BEGIN Records provided

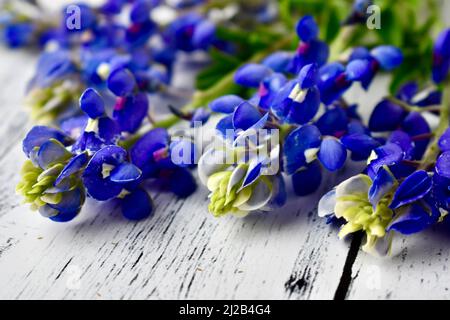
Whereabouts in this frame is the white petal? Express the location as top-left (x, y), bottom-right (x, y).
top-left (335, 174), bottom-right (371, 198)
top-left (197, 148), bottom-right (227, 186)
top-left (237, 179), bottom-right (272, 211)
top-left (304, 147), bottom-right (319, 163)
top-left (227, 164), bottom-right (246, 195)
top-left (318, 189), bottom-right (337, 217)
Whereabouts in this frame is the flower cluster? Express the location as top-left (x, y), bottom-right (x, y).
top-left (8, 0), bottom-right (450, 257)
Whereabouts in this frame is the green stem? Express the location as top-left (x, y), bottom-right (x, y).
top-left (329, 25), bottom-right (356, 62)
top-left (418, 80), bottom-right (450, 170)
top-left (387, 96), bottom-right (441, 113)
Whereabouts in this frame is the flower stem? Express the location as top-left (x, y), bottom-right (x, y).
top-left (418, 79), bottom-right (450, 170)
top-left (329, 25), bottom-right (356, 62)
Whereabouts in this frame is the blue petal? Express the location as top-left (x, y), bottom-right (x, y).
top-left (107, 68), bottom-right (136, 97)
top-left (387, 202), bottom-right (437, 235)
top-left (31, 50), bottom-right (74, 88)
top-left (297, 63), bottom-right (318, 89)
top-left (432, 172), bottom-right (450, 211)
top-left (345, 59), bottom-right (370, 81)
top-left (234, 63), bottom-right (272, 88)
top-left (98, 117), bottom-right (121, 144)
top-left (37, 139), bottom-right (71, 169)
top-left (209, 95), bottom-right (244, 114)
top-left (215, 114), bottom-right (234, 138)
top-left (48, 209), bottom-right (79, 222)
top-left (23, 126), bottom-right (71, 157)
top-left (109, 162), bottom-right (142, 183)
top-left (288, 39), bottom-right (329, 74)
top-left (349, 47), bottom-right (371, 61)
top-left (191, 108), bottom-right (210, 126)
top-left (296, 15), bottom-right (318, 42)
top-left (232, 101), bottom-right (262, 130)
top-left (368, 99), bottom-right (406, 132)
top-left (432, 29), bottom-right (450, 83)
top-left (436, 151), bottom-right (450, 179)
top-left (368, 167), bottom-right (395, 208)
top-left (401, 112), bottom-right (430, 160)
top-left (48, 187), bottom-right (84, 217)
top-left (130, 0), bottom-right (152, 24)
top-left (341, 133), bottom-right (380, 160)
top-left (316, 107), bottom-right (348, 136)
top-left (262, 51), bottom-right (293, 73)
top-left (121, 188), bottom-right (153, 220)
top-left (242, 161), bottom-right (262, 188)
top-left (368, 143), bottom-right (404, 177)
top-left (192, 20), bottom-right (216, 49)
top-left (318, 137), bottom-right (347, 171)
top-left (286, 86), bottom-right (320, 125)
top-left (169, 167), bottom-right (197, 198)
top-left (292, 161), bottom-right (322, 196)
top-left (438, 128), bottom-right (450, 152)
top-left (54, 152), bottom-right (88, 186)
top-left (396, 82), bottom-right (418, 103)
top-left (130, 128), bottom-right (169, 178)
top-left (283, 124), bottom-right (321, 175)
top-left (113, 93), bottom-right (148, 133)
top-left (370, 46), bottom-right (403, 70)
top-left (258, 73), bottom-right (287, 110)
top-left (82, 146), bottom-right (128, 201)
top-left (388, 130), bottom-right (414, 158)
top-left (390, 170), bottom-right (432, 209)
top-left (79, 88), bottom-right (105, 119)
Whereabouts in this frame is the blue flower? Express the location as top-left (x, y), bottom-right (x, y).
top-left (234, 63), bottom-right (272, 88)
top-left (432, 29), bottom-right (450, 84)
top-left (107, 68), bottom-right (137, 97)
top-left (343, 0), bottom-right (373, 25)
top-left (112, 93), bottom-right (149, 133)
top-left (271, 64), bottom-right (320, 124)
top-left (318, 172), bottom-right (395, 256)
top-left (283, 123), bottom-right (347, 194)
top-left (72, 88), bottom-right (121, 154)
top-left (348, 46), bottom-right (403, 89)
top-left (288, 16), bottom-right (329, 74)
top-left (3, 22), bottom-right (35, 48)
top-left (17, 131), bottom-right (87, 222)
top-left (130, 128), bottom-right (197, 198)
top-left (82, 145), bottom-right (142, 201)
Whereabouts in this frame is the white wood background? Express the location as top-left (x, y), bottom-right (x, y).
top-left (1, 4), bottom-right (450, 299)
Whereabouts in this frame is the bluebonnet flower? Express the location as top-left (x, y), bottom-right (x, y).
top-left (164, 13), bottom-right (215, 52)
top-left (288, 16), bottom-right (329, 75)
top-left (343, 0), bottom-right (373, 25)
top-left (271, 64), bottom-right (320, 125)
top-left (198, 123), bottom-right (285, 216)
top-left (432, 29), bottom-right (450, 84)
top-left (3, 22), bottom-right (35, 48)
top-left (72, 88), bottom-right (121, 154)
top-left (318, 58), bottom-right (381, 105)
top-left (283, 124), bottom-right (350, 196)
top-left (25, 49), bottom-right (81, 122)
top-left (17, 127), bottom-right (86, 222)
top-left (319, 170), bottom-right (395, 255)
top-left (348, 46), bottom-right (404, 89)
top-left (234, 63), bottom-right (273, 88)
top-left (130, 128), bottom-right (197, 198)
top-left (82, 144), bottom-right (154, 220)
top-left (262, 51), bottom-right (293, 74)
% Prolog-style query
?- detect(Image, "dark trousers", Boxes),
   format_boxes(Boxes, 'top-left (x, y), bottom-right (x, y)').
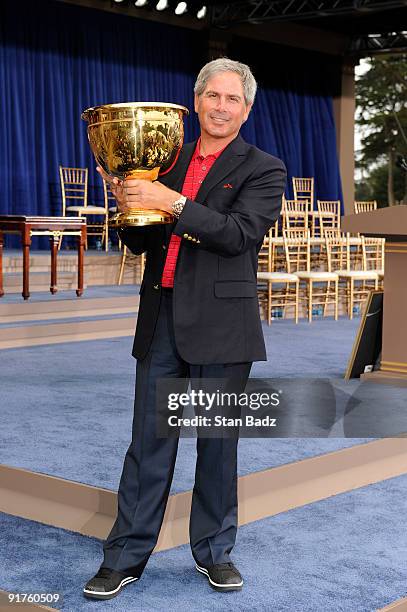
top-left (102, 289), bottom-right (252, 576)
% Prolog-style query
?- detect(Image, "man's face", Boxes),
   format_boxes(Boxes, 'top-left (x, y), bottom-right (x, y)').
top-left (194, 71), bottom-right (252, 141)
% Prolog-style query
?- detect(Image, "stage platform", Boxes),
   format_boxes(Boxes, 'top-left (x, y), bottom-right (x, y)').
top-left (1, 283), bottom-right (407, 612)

END Records provided

-- Task requirements --
From the listing above, return every line that carries the string "Image".

-- The completed task --
?- detect(Image, "dark trousers", Boxes),
?- detect(Image, "man's face", Boxes),
?- detect(Image, "stage platform", Boxes),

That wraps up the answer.